··· SELECTED EXTRACT ···
The legends of immeasurable wealth located in golden cities (such as El Dorado) enticed many Spanish adventurers to leave for the Americas. Oftentimes they came back empty-handed; however, those who did manage to bring precious metals back to Spain propagated the impression of seemingly endless sources of gold and silver in the New World. Over time the Spanish monarchs, relying too heavily on these imports and engaging the country in extensive foreign wars, overstretched the Crown's budget to the point of bankruptcy. This undermined the Spanish and European economies and led to rampant inflation in Spain.
Native American populations suffered greatly at the hands of the conquistadors. Wanton killings, enslavement, rape, torture, and other abuses perpetuated the stereotype of Spanish cruelty that came to be known as the Black Legend. This term referred to the infamous Spanish Inquisition and later to the behavior of the Spanish conquistadors in the colonies. Early Protestant historians, describing the period of Spanish colonization, often depicted the Spanish conquistadors as being fanatical, cruel, intolerant, and greedy, in the process perpetuating the Black Legend.
Accounts of the mistreatment of the natives by the conquistadors contributed to the passage of the Spanish colonial laws, known as the New Laws, in 1542. They were designed to protect the rights of Native Americans and to prevent the exploitation of indigenous peoples by the conquistadors. The enslavement of the natives in the New World colonies came under further scrutiny in the Valladolid Debate of 1550–1551. This debate sought to determine whether Native Americans had souls, as white Europeans were believed to possess. Bartolomé de Las Casas, a Dominican friar, argued that the full humanity of the natives was evident because they indeed did possess souls. The Jesuit priest Juan Gines de Sepulveda, however, maintained that the indigenous peoples in the New World did not have souls and therefore could be enslaved. King Charles I of Spain (r. 1516–1556; Holy Roman Emperor Charles V during 1519–1558), when confronted with this debate, ordered an end to the aggression against the natives and also ordered a jury of eminent scholars to hold a hearing on the subject. The jury ruled in favor of treating the natives as human beings, who were presumed to have immortal souls. This ruling did little to change Spanish colonial policy, however, as most conquistadors ignored or circumvented the royal edicts, which were virtually unenforceable at such a distance from Spain.
··· DATA IN THIS EXERCISE ···
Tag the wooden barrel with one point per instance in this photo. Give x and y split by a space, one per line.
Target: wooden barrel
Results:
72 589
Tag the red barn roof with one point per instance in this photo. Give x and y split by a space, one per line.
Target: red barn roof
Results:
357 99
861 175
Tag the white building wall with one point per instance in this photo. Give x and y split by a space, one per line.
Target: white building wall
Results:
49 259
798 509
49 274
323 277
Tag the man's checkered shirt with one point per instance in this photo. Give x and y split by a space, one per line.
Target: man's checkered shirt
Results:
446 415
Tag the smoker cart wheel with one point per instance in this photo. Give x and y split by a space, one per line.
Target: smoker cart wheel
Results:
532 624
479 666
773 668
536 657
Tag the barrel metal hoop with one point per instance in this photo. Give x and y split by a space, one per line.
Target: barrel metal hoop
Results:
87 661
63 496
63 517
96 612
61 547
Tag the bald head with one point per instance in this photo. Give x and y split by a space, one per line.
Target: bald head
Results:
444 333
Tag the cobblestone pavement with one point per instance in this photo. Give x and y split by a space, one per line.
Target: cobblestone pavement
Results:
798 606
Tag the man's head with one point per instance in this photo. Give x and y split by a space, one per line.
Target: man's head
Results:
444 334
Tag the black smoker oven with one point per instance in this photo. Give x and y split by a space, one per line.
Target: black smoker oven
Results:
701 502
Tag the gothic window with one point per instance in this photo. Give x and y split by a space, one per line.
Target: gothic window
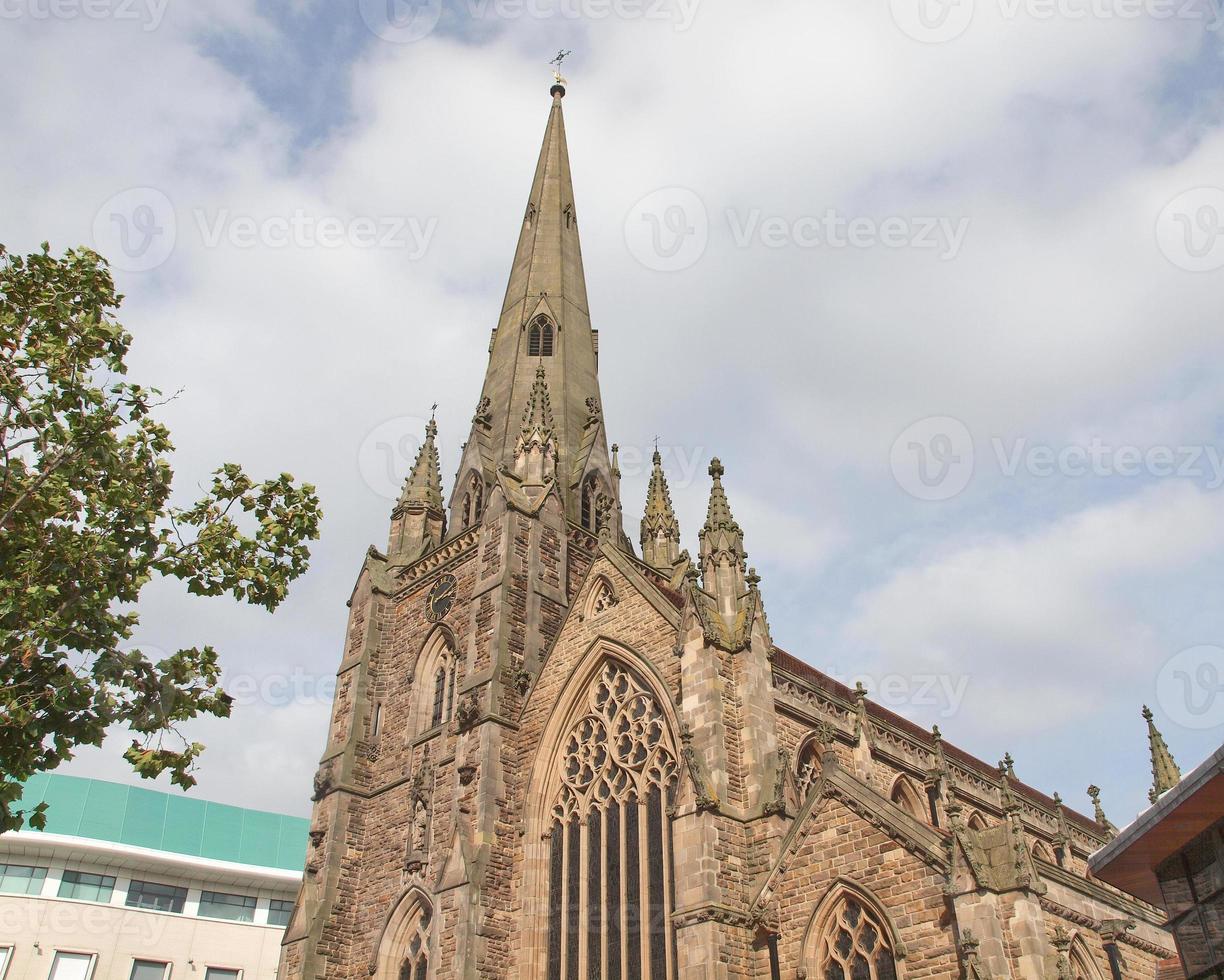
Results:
437 677
540 339
807 767
854 945
591 514
610 850
473 501
906 797
415 964
601 598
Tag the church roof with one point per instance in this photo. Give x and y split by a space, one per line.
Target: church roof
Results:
821 680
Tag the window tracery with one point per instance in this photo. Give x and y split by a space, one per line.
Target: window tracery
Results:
610 888
854 945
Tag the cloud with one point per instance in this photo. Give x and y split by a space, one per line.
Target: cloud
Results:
1060 141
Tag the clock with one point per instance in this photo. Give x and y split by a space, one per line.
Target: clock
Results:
441 598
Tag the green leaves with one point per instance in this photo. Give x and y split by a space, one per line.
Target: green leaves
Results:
85 524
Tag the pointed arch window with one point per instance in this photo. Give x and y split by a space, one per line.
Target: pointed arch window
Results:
610 850
807 767
854 943
473 504
415 964
438 675
906 797
540 338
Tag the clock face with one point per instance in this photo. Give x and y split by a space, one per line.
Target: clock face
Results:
441 598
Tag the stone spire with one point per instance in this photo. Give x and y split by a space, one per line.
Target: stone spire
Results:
660 530
419 520
722 548
545 326
1165 773
535 449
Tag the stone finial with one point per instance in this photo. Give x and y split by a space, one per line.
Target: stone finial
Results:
1165 773
424 483
535 450
419 520
722 548
1098 810
660 530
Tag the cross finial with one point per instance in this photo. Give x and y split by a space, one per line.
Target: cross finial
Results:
562 54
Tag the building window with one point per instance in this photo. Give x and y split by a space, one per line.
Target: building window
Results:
854 946
71 965
238 908
18 879
87 887
149 894
148 969
415 964
279 912
807 770
610 850
540 339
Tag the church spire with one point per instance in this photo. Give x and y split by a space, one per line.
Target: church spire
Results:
1165 773
722 548
545 329
419 520
535 452
660 530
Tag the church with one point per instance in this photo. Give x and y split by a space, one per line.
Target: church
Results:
556 756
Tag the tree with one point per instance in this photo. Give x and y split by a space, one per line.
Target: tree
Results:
86 523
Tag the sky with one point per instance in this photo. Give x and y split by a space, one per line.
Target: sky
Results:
938 280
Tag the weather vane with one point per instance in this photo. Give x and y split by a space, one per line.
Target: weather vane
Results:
556 63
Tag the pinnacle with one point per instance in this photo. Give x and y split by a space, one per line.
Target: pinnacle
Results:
1165 773
424 483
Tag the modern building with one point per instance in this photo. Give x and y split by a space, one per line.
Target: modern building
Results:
130 883
555 756
1173 857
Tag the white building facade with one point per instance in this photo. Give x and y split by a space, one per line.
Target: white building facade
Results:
78 907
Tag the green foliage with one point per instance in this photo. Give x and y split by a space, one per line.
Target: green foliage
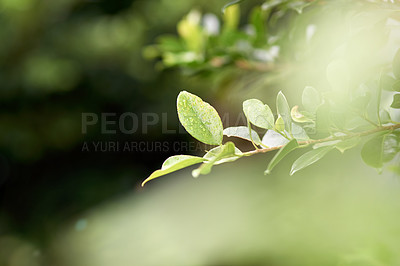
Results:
199 118
349 104
292 145
258 114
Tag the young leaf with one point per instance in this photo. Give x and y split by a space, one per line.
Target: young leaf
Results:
300 117
235 2
199 118
225 152
299 133
274 139
325 144
283 110
396 101
396 64
292 145
396 86
311 99
214 152
258 113
173 164
280 124
309 158
243 133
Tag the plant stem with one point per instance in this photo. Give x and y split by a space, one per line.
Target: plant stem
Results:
315 141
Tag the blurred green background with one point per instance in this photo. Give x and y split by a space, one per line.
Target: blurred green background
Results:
60 205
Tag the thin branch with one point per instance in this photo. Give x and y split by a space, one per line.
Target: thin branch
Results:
315 141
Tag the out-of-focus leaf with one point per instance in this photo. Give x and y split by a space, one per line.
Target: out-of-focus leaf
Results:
396 101
242 132
292 145
199 118
396 65
173 164
309 158
311 99
283 110
258 113
387 83
379 149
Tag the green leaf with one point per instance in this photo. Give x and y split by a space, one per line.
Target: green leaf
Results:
311 99
300 117
325 144
199 118
396 64
173 164
231 15
396 86
396 101
347 144
283 110
298 6
214 152
379 149
299 133
235 2
292 145
309 158
224 153
280 124
274 139
258 113
243 133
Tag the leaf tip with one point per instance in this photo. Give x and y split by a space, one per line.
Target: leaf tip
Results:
196 173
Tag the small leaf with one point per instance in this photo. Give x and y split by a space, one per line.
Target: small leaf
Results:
211 154
396 86
299 133
231 15
396 64
347 144
173 164
309 158
235 2
385 116
199 118
225 152
283 110
396 101
300 117
274 139
311 99
280 124
325 144
243 133
292 145
258 113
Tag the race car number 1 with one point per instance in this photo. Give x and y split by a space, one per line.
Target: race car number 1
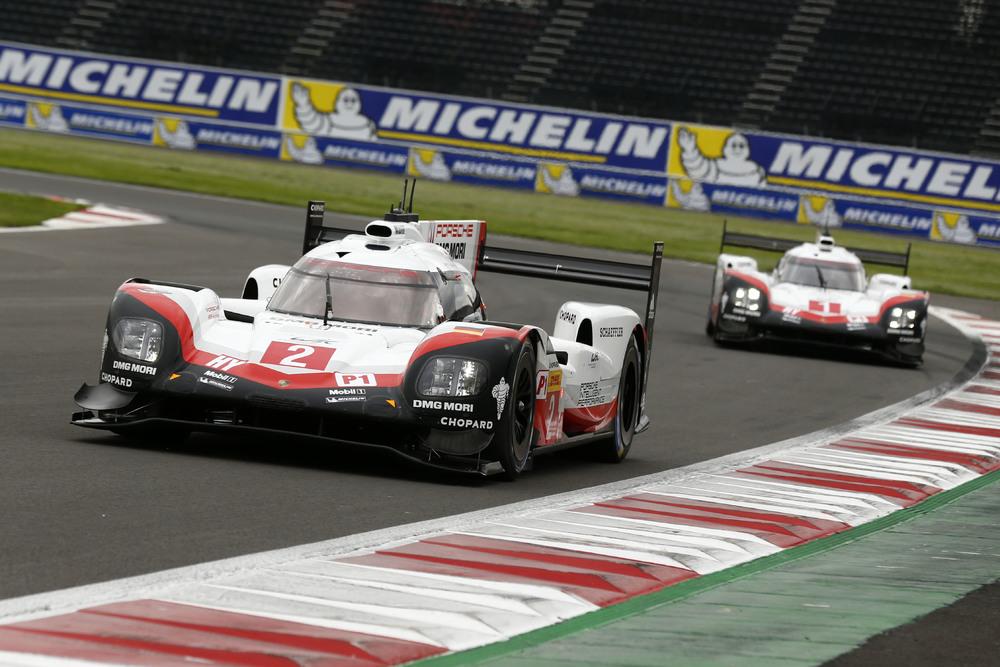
···
• STATED PROBLEM 1: Rewrite the passage on the Spanish conquistadors, everything from "The legends of" down to "inflation in Spain.", with "monarchs" changed to "rulers".
• STATED PROBLEM 2: Give only the number of lines in the records that contain the string "cobblestone", where case counts.

• EXERCISE RESPONSE 1:
The legends of immeasurable wealth located in golden cities (such as El Dorado) enticed many Spanish adventurers to leave for the Americas. Oftentimes they came back empty-handed; however, those who did manage to bring precious metals back to Spain propagated the impression of seemingly endless sources of gold and silver in the New World. Over time the Spanish rulers, relying too heavily on these imports and engaging the country in extensive foreign wars, overstretched the Crown's budget to the point of bankruptcy. This undermined the Spanish and European economies and led to rampant inflation in Spain.

• EXERCISE RESPONSE 2: 2